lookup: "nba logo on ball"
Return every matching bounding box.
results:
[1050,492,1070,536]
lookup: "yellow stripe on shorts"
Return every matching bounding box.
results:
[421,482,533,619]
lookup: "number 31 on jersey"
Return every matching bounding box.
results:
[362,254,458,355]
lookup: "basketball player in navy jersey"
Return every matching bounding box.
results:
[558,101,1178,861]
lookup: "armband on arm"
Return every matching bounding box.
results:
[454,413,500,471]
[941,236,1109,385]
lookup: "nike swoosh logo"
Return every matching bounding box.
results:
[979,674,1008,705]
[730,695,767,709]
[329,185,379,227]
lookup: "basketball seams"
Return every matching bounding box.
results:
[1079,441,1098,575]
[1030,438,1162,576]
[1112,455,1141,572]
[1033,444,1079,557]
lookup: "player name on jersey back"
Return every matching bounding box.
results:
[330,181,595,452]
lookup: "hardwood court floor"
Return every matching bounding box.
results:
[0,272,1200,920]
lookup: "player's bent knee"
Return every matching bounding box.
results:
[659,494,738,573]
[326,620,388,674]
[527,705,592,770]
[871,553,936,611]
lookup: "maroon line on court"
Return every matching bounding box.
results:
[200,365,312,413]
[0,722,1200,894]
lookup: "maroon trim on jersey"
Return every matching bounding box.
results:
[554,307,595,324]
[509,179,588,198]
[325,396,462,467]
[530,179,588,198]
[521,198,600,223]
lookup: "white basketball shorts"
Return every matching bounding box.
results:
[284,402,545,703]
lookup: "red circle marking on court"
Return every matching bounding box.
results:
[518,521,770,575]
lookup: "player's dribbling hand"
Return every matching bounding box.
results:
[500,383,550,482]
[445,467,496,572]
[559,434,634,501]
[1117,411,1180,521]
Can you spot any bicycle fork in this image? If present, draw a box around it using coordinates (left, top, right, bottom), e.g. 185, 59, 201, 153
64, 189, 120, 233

● Job:
Could you put the lines above, from the one containing "circle marking on" through the end of the entries, into a JSON list of strings, one string per line, skipping blank lines?

● Problem solution:
[
  "lookup: \"red circle marking on court\"",
  "Return every matching bounding box.",
  "results:",
  "[518,521,770,575]",
  "lookup: \"player's dribbling hand\"",
  "Return every matching bounding box.",
  "results:",
  "[500,383,550,482]",
  "[445,467,496,572]",
  "[559,434,634,501]",
  "[1117,411,1180,521]",
  "Can you spot any bicycle fork in this image? If present, draw a box around it using coordinates (left, top, right, bottom), e.g. 185, 59, 201, 153",
  "64, 189, 120, 233"
]